(Rows from a dataset)
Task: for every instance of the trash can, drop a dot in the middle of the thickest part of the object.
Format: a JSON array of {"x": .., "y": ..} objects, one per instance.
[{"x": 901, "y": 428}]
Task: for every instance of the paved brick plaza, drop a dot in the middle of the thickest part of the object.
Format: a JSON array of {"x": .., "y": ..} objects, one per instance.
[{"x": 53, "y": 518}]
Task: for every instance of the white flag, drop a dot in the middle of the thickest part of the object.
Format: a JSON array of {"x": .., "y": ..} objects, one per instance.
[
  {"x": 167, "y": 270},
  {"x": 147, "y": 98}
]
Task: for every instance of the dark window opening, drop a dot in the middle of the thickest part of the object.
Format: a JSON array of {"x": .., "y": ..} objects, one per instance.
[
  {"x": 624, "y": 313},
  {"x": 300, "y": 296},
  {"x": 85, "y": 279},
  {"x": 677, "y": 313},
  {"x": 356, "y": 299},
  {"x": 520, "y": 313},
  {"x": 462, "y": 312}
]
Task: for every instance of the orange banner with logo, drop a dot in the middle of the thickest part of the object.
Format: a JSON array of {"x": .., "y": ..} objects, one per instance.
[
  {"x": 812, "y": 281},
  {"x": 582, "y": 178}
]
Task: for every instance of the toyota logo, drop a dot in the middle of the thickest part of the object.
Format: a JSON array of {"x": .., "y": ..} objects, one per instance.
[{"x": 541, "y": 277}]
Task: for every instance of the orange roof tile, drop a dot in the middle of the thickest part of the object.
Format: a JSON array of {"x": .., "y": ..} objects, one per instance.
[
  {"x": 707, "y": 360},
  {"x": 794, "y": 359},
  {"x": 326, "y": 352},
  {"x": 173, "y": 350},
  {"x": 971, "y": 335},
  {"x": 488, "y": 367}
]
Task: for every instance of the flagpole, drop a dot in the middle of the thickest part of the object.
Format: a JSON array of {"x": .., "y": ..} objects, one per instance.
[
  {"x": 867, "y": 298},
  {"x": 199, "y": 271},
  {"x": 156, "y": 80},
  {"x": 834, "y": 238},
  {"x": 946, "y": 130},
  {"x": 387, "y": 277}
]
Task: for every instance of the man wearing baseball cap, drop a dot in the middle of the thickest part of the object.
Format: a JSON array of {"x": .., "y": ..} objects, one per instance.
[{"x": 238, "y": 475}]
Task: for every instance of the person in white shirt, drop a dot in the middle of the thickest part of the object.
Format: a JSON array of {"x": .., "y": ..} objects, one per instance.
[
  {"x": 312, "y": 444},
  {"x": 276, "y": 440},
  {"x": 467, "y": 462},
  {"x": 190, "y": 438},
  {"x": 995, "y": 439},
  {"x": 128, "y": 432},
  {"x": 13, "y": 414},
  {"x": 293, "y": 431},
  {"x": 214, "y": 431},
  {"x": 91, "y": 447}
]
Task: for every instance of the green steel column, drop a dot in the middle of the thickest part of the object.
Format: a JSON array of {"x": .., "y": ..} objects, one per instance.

Exercise details: Your task is to return the full listing exactly as it was given.

Solution to this problem:
Task: for every instance of the trash can, drop a dot in the middle of the thickest part of the object.
Format: a JSON array of {"x": .., "y": ..} objects, one per instance.
[{"x": 901, "y": 428}]
Task: for every instance of the paved brick plaza, drop a dot in the middle of the thickest part of the object.
Format: a JSON array of {"x": .., "y": ..} objects, one per instance.
[{"x": 53, "y": 518}]
Task: for every instance of the white flag, drop a dot in the middle of the thickest part of the object.
Format: a JSON array of {"x": .., "y": ..} objects, one per instance.
[
  {"x": 167, "y": 270},
  {"x": 147, "y": 98}
]
Task: for every instance of the dark window opening, drop a dot in the middle of the thickest part of the object.
Format: a JSON array of {"x": .., "y": ..} objects, one per instance.
[
  {"x": 624, "y": 313},
  {"x": 300, "y": 296},
  {"x": 85, "y": 279},
  {"x": 677, "y": 313},
  {"x": 356, "y": 299},
  {"x": 520, "y": 313},
  {"x": 462, "y": 312}
]
Task: for every instance of the orange banner with logo, drop a dot in the middle of the thickest part of the object.
Format: a JSON array of {"x": .., "y": ..} objects, one per instance.
[
  {"x": 812, "y": 281},
  {"x": 582, "y": 178}
]
Task: for every instance of the toyota logo, drop a dot in the middle of the thickest part of the object.
Format: a JSON array of {"x": .., "y": ..} objects, one per instance.
[{"x": 541, "y": 277}]
Task: for every instance of the orange roof tile, drop a dot in the middle of the thickest part of the object.
Format: a JSON array of {"x": .., "y": ..} objects, one per instance.
[
  {"x": 707, "y": 360},
  {"x": 794, "y": 359},
  {"x": 326, "y": 352},
  {"x": 173, "y": 350},
  {"x": 971, "y": 335},
  {"x": 488, "y": 367}
]
Task: for every instance of the flagpole, drop a dot in the middle of the thickest part of the object.
Format: a JSON array of {"x": .., "y": ..} objects, one per instance.
[
  {"x": 867, "y": 298},
  {"x": 199, "y": 271},
  {"x": 156, "y": 80},
  {"x": 834, "y": 238},
  {"x": 946, "y": 130},
  {"x": 387, "y": 277}
]
Task: for every instance of the man wearing baseball cap, drop a dot in the middle of the thickest part of the object.
Format: a JSON array of {"x": .., "y": ..} objects, one per instance.
[{"x": 238, "y": 475}]
Task: for every instance of the person in white shirt, drop a dot in the middle of the thickest part of the object.
Format: a JSON array of {"x": .., "y": ..} objects, one per instance.
[
  {"x": 312, "y": 444},
  {"x": 276, "y": 440},
  {"x": 467, "y": 462},
  {"x": 190, "y": 438},
  {"x": 995, "y": 439},
  {"x": 128, "y": 432},
  {"x": 13, "y": 414},
  {"x": 293, "y": 431},
  {"x": 214, "y": 431},
  {"x": 91, "y": 447}
]
Task: for every instance of the green steel column, drop a dot in the middle of the thickest part of the object.
Format: a JSON array of {"x": .., "y": ..} objects, one per instance.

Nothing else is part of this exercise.